AIM:
Copy every line of the records below word for word, and leave out the pictures.

◆ ◆ ◆ ◆ ◆

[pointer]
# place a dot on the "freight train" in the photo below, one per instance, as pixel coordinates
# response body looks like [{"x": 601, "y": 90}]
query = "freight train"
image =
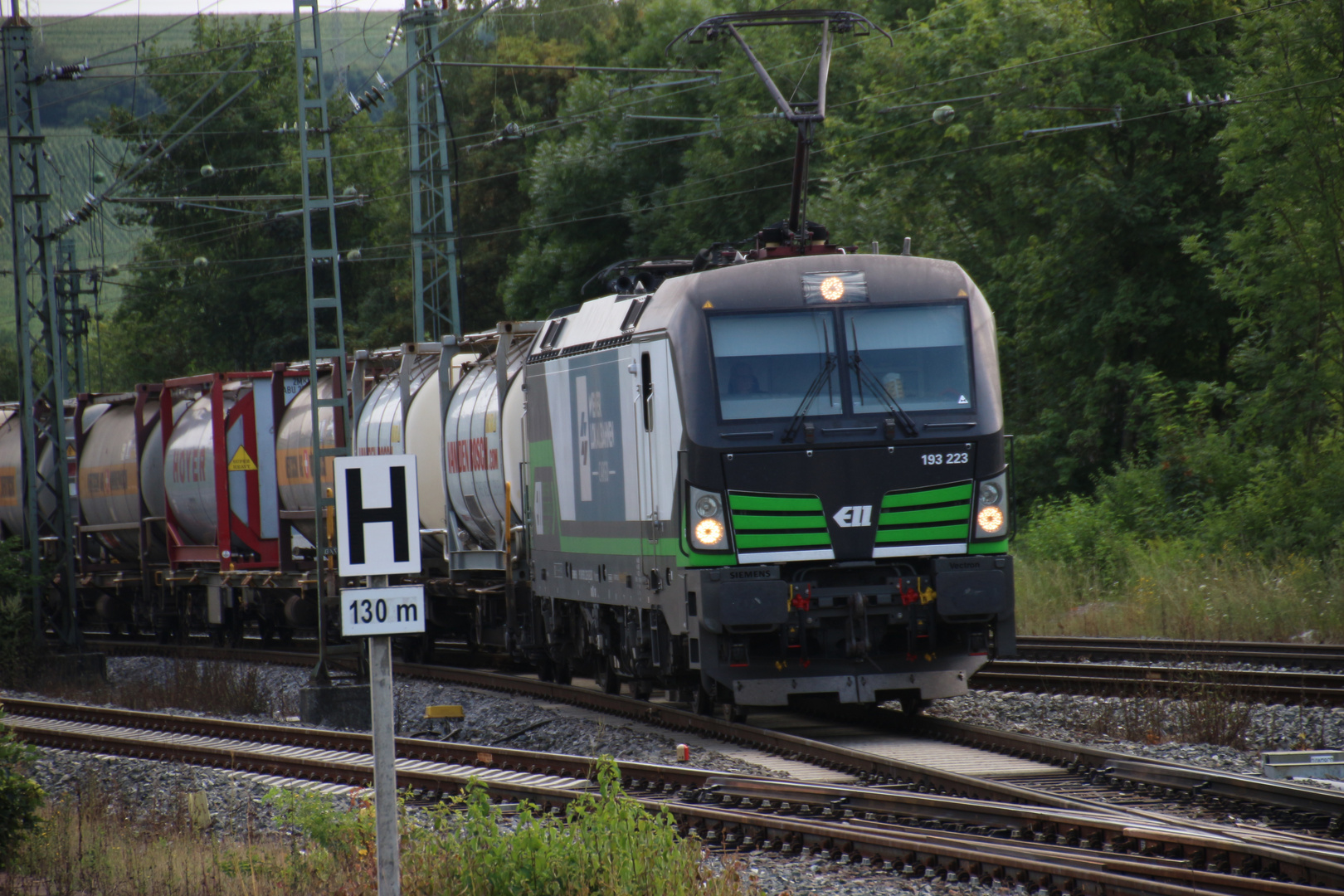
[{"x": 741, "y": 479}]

◆ ◆ ◆ ◆ ◆

FULL ANSWER:
[pointer]
# place a dot on the "freight train" in the photo below, one per instance, as pixel coordinates
# response body looks like [{"x": 601, "y": 90}]
query = "freight train"
image =
[{"x": 741, "y": 479}]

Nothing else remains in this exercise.